** START OF Extract provided **

NAME
DTA::CAB::Format::Raw::HTTP - Document parser: raw untokenized text via HTTP tokenizer API
SYNOPSIS
use DTA::CAB::Format::Raw::HTTP;
##========================================================================
## Methods
$fmt = DTA::CAB::Format::Raw::HTTP->new(%args);
@keys = $class_or_obj->noSaveKeys();
$fmt = $fmt->close();
$fmt = $fmt->parseRawString(\$str);
$doc = $fmt->parseDocument();
$type = $fmt->mimeType();
$ext = $fmt->defaultExtension();
DESCRIPTION
DTA::CAB::Format::Raw::HTTP is an input-only DTA::CAB::Format subclass for untokenized raw string intput using LWP::UserAgent to query a tokenization server via HTTP.
Methods
- new
-
$fmt = CLASS_OR_OBJ->new(%args);
%$fmt, %args:
##-- Input doc => $doc, ##-- buffered input document tokurl => $url, ##-- tokenizer (default='http://kaskade.dwds.de/waste/tokenize.fcgi?m=dta&O=mr,loc') txtparam => $param, ##-- text query parameter (default='t') timeout => $secs, ##-- user agent timeout (default=300) ua => $agent, ##-- underlying LWP::UserAgent
- noSaveKeys
-
@keys = $class_or_obj->noSaveKeys();
Returns list of keys not to be saved Override returns qw(doc ua).
- close
-
$fmt = $fmt->close();
Deletes buffered input document, if any.
- fromString
-
$fmt = $fmt->fromString($string)

** END OF Extract provided **
** START OF Data extract **

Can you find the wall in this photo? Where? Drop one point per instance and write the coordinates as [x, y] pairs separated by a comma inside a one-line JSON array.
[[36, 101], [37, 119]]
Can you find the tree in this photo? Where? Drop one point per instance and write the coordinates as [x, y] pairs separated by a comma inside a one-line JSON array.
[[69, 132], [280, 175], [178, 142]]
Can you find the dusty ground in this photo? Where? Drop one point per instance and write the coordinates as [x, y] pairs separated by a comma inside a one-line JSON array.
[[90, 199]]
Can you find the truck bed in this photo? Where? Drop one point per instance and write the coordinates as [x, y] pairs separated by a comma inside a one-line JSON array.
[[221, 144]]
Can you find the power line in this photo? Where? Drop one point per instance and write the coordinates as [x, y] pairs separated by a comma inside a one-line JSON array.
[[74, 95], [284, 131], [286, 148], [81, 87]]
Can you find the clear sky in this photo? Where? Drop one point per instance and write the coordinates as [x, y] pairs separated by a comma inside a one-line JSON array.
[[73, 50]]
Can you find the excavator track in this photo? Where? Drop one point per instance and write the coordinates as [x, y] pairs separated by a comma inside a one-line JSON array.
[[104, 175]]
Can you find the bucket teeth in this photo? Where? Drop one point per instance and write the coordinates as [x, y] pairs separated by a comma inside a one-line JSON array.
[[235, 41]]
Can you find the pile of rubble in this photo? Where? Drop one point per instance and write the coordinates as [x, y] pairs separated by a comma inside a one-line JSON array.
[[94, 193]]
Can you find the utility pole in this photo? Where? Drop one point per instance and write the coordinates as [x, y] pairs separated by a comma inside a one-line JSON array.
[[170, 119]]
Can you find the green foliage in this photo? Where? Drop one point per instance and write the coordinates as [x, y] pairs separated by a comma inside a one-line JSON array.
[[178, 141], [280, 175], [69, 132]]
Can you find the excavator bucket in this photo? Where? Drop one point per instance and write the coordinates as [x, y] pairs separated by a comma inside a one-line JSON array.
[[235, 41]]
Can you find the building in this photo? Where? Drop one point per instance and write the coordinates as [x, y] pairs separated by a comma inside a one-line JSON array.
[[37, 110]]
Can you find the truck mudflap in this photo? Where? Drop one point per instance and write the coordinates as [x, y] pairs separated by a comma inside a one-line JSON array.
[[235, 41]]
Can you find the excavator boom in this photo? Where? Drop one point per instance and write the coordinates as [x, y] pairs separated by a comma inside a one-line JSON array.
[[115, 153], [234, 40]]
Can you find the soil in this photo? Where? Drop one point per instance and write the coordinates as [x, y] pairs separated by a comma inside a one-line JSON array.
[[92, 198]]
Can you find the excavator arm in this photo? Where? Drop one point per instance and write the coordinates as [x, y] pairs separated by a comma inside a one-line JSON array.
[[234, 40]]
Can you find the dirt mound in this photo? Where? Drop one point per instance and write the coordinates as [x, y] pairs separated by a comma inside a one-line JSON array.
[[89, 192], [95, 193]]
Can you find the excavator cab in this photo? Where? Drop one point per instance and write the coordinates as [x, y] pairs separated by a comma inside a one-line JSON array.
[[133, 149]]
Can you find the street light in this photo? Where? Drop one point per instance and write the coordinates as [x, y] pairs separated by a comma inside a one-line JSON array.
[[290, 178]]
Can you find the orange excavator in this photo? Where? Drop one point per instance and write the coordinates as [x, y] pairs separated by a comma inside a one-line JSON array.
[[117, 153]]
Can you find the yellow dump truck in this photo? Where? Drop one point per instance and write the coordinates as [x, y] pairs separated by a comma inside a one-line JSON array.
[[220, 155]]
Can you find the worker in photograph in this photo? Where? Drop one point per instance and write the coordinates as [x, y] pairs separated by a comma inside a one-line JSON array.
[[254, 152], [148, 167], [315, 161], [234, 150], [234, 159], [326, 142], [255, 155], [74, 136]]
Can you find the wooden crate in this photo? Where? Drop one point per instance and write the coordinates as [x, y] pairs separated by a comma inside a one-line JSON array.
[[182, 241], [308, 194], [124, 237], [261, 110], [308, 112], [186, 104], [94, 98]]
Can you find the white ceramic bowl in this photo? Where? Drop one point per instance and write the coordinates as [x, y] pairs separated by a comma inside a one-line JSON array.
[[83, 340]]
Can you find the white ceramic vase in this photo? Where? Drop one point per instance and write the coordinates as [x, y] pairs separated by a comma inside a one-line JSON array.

** END OF Data extract **

◆ Set exercise 1:
Answer these questions from the DTA::CAB::Format::Raw::HTTP documentation:
(a) Which module does this format use to query the tokenization server over HTTP?
(b) What is the default timeout for the user agent, in seconds?
(c) Which keys does the override of noSaveKeys return?
◆ Set exercise 2: Carry on the DTA::CAB::Format::Raw::HTTP documentation from its last line.

◆ Written answer 1:
(a) LWP::UserAgent
(b) 300
(c) doc and ua

◆ Written answer 2:
Select input from string $string.
- parseRawString
-
$fmt = $fmt->parseRawString(\$str);
Guts for fromString(): parse string $str into local document buffer.
- parseDocument
-
$doc = $fmt->parseDocument();
Wrapper for $fmt->{doc}.
- mimeType
-
$type = $fmt->mimeType();
Default returns text/plain.
- defaultExtension
-
$ext = $fmt->defaultExtension();
Returns default filename extension for this format, here '.raw'.
AUTHOR
Bryan Jurish <moocow@cpan.org>
COPYRIGHT AND LICENSE
Copyright (C) 2013-2019 by Bryan Jurish
This package is free software; you can redistribute it and/or modify it under the same terms as Perl itself, either Perl version 5.24.1 or, at your option, any later version of Perl 5 you may have available.
SEE ALSO
dta-cab-convert.perl(1), DTA::CAB::Format::Builtin(3pm), DTA::CAB::Format(3pm), DTA::CAB(3pm), perl(1), ...